The more pertinent question is what to do to protect the downside? Personally I have been rebalancing to other asset classes with low correlation to equity on quarterly basis. I like to hear other viewpoints.

"Vanguard economist Joe Davis kicked off the conference with his view of the future of work. In the next five to 10 years, studies suggest, 50% of jobs in the U.S. are projected to be lost to automation. India could lose 69% of its jobs, and more than 75% of China’s jobs could be wiped out. But Davis is optimistic: “We need to change our mind-set about technological change. Jobs do not get automated away, tasks do.”
Based on Vanguard’s analysis, tasks have changed for every occupation since 2000. Chefs, astronomers, and photographers saw the most change. (Economists the least, Davis joked.) He sees this as a positive, because automation means that workers can farm out repetitive tasks and devote more time to uniquely human ones, such as information analysis, communication, relationship management, and creative thinking.
Active shops have responded to this technological threat by putting those “uniquely human” tasks into an automated form—strategic-beta ETFs "
He sees this as positive because workers can farm out repetitive tasks. That's assuming the worker owns the technology and has a choice which tasks are farmed out. It is the business and technology's owners that make that decision and they will choose to fire many workers and replace them with tech. In the money management industry that means only those workers with skills that are uniquely human, that are so specialized that a computer algorithm which picks stocks can't replace them will survive. The terrible irony is many financial analysts and money managers who boast of "capitalist creative destruction" are about to see their jobs creatively destroyed by the technology they once invested in and celebrated. The question for every worker becomes what can you do a computer program, algorithm or robot can't?
+++++
#### Given task 1:
Translate this sentence from the passage on automation and jobs into Spanish: "Chefs, astronomers, and photographers saw the most change."

#### Given data:
+++++
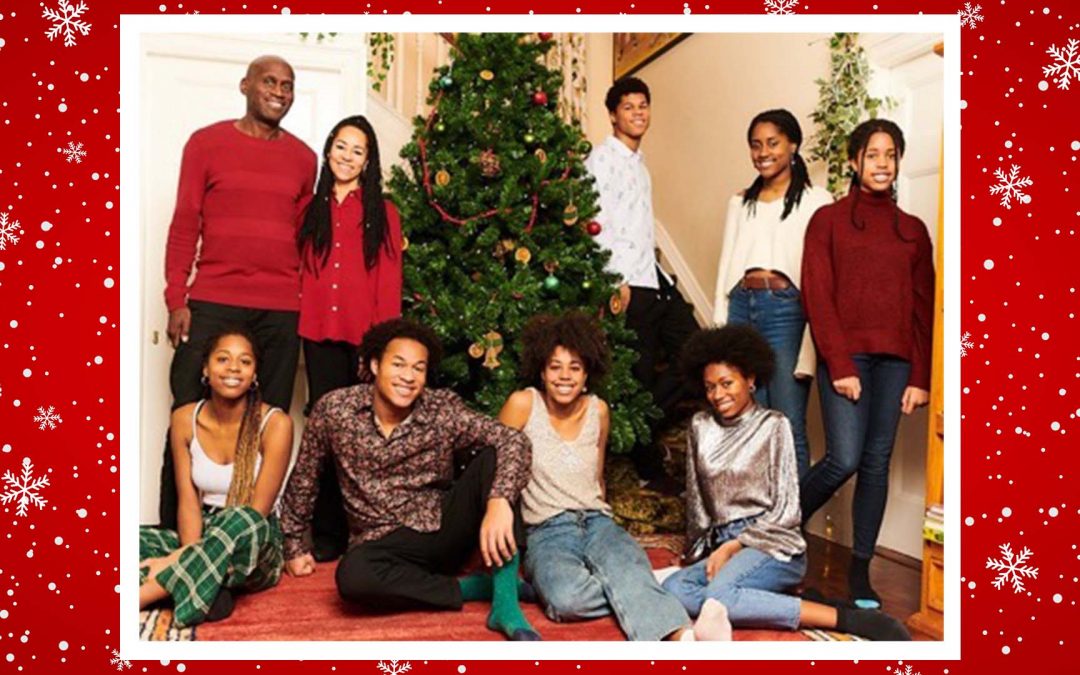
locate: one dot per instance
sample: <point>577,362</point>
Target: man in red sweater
<point>234,226</point>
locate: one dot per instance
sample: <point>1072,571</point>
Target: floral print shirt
<point>395,482</point>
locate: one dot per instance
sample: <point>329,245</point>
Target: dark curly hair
<point>739,346</point>
<point>378,336</point>
<point>622,88</point>
<point>575,332</point>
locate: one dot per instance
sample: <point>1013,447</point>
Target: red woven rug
<point>310,609</point>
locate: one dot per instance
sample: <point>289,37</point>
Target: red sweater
<point>866,291</point>
<point>343,299</point>
<point>239,196</point>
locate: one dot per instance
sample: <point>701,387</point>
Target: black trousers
<point>329,365</point>
<point>407,569</point>
<point>663,321</point>
<point>274,333</point>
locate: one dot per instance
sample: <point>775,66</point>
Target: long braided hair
<point>800,177</point>
<point>242,486</point>
<point>856,145</point>
<point>315,231</point>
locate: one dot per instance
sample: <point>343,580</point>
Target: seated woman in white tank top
<point>231,453</point>
<point>580,562</point>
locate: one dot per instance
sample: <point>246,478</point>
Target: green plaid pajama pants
<point>240,549</point>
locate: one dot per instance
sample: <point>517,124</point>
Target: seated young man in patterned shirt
<point>412,524</point>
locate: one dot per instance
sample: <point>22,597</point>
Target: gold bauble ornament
<point>616,304</point>
<point>493,341</point>
<point>570,215</point>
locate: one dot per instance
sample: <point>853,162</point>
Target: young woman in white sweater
<point>761,261</point>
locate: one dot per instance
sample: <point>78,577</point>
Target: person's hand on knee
<point>497,544</point>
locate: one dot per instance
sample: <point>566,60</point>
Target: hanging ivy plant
<point>380,54</point>
<point>844,102</point>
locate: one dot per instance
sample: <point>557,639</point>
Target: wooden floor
<point>896,578</point>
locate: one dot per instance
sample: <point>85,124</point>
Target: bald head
<point>262,62</point>
<point>268,88</point>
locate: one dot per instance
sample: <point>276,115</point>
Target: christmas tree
<point>497,217</point>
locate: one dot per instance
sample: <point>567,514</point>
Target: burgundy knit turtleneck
<point>865,288</point>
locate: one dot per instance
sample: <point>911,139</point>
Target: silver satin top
<point>743,469</point>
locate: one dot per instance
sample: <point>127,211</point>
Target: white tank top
<point>211,478</point>
<point>565,473</point>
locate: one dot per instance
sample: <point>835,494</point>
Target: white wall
<point>705,90</point>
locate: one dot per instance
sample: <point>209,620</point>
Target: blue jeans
<point>778,315</point>
<point>583,566</point>
<point>750,584</point>
<point>859,436</point>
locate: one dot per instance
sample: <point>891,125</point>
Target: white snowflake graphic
<point>970,15</point>
<point>1011,568</point>
<point>1011,187</point>
<point>73,152</point>
<point>67,21</point>
<point>966,343</point>
<point>1066,64</point>
<point>23,489</point>
<point>46,417</point>
<point>780,7</point>
<point>9,231</point>
<point>120,663</point>
<point>394,667</point>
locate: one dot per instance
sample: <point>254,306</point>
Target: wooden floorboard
<point>895,577</point>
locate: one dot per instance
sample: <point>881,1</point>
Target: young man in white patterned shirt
<point>655,308</point>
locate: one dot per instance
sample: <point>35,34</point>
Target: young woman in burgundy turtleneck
<point>868,291</point>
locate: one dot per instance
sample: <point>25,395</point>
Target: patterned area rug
<point>157,624</point>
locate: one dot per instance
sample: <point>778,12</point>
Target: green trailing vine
<point>380,54</point>
<point>844,102</point>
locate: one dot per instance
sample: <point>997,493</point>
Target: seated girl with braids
<point>231,451</point>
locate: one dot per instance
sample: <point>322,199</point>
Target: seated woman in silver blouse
<point>744,548</point>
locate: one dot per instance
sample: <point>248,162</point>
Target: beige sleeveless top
<point>565,473</point>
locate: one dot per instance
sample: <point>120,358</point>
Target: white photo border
<point>132,27</point>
+++++
#### Given task 2:
Duplicate the rows from their first line through the line with "<point>575,332</point>", including both ends. Leave out the picture.

#### Complete response 1:
Los chefs, los astrónomos y los fotógrafos fueron los que experimentaron más cambios.

#### Complete response 2:
locate: one dot per instance
sample: <point>577,362</point>
Target: man in red sweater
<point>234,226</point>
locate: one dot per instance
sample: <point>1072,571</point>
Target: floral print shirt
<point>395,482</point>
locate: one dot per instance
sample: <point>329,245</point>
Target: dark curly hair
<point>739,346</point>
<point>378,336</point>
<point>622,88</point>
<point>575,332</point>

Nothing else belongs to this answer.